Material provided
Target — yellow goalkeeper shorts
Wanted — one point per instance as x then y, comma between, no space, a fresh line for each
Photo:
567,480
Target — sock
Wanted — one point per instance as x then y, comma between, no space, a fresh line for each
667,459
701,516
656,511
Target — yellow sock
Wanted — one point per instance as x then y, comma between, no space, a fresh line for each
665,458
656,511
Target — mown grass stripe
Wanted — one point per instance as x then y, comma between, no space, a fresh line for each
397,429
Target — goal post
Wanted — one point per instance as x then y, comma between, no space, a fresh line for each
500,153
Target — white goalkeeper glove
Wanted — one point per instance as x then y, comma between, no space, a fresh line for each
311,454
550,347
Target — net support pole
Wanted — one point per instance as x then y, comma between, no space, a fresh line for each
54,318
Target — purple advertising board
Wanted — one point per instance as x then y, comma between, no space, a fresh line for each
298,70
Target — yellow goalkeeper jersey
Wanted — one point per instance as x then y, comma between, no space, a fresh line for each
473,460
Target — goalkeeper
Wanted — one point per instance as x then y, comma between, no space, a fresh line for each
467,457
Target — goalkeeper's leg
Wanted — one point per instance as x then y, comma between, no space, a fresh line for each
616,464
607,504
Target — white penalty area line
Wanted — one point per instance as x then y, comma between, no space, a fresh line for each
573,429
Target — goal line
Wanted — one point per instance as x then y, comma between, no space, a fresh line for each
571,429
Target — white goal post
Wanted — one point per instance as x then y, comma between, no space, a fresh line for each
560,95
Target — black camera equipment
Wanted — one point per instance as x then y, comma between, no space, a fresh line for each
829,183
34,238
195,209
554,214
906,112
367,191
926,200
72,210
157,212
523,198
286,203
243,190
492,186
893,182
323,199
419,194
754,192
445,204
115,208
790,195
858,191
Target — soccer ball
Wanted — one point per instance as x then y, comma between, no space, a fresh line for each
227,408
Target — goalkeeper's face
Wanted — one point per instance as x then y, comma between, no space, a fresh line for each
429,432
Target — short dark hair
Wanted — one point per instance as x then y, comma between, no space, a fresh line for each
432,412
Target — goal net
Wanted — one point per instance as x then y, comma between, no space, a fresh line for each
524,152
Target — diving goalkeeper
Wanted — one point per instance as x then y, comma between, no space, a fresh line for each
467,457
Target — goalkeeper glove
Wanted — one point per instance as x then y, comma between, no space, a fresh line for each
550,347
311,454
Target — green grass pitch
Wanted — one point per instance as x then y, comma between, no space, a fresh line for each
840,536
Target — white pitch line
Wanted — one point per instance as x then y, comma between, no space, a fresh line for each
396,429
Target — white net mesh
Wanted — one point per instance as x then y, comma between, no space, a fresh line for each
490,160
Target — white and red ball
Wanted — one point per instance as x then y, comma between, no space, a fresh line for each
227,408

---

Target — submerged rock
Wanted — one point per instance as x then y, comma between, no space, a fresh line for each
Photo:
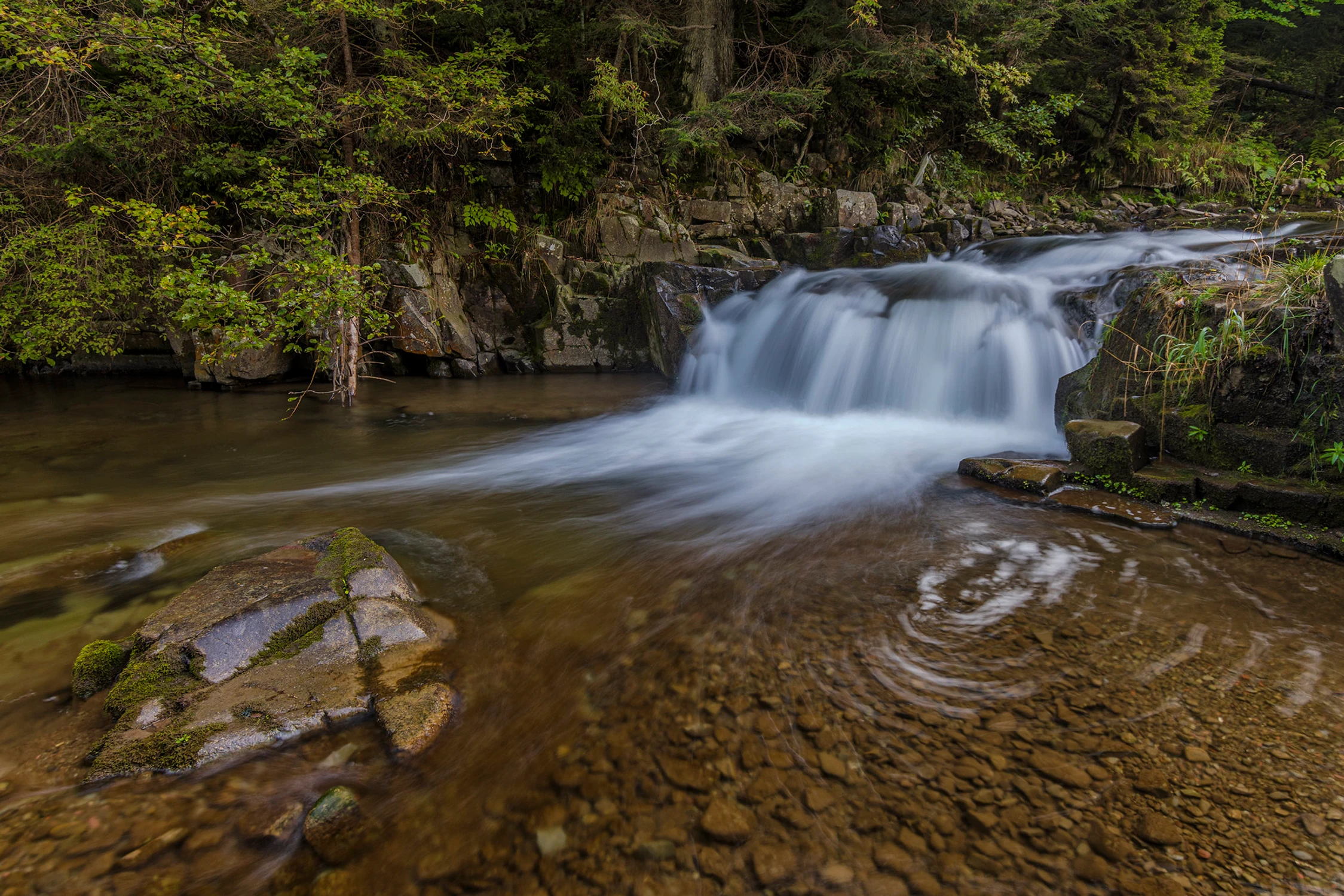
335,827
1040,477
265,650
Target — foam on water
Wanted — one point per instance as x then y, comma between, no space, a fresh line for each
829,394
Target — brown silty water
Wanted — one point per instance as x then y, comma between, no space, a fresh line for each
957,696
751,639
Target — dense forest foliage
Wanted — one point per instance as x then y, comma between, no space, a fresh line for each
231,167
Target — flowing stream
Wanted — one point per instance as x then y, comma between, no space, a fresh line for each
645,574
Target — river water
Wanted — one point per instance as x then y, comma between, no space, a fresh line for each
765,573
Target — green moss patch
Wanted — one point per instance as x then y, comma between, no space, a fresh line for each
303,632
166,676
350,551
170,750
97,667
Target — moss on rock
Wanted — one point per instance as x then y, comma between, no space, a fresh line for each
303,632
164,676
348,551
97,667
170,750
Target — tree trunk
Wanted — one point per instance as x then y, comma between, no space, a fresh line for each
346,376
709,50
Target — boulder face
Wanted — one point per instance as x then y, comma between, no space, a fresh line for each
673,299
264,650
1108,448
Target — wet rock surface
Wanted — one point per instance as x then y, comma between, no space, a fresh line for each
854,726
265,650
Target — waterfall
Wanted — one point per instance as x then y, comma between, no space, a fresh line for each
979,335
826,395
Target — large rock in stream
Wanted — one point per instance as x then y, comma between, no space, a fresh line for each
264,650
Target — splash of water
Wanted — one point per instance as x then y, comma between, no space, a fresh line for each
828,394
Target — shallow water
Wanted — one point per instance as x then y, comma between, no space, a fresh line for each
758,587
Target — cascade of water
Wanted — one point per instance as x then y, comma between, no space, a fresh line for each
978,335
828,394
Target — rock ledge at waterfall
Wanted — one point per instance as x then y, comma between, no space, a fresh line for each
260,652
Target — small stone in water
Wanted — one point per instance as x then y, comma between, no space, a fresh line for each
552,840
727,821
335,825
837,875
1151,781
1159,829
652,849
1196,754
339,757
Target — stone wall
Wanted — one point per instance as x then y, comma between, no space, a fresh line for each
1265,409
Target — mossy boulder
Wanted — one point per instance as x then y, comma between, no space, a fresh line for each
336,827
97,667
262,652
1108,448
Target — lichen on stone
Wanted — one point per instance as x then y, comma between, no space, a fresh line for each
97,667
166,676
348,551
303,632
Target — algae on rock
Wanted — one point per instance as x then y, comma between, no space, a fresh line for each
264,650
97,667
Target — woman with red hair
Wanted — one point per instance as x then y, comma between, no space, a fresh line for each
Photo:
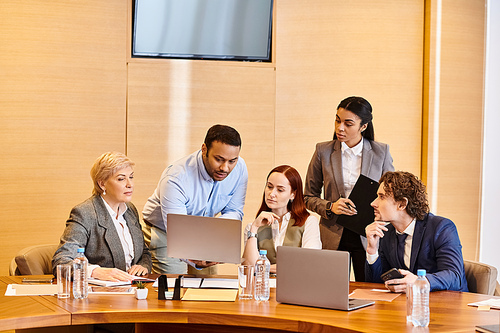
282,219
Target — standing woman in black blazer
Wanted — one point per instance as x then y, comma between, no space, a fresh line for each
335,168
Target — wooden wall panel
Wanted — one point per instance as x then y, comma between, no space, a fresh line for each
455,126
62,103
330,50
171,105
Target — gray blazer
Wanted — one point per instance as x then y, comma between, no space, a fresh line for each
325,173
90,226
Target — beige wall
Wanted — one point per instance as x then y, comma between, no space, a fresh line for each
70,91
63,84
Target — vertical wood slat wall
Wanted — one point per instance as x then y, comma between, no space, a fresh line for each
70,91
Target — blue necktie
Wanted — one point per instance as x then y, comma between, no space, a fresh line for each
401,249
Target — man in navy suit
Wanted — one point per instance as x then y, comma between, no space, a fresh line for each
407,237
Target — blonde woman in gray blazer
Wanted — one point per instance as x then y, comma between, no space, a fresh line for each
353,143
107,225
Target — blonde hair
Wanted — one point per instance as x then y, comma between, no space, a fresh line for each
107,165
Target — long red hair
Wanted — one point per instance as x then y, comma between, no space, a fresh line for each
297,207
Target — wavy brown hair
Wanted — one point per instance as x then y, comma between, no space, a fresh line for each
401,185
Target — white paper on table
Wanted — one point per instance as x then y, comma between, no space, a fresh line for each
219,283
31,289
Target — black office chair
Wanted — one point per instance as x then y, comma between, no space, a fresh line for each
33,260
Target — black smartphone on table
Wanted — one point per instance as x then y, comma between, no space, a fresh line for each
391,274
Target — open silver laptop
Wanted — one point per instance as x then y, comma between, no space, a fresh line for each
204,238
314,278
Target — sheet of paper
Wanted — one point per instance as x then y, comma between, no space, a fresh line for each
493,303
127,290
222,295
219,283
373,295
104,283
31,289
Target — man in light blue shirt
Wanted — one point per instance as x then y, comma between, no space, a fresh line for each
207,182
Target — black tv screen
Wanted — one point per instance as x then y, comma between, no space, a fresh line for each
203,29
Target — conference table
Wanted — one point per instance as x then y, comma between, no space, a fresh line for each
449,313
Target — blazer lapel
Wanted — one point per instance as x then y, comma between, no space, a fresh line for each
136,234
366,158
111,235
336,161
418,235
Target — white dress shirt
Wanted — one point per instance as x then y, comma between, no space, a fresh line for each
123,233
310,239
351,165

Set exercise
Please list every line of the entries above that contains the string "blazer", matching case exactly.

Exercise result
Target — standing woman in black blazer
Target — gray blazer
Target — blonde woman in gray blazer
Target — blazer lapel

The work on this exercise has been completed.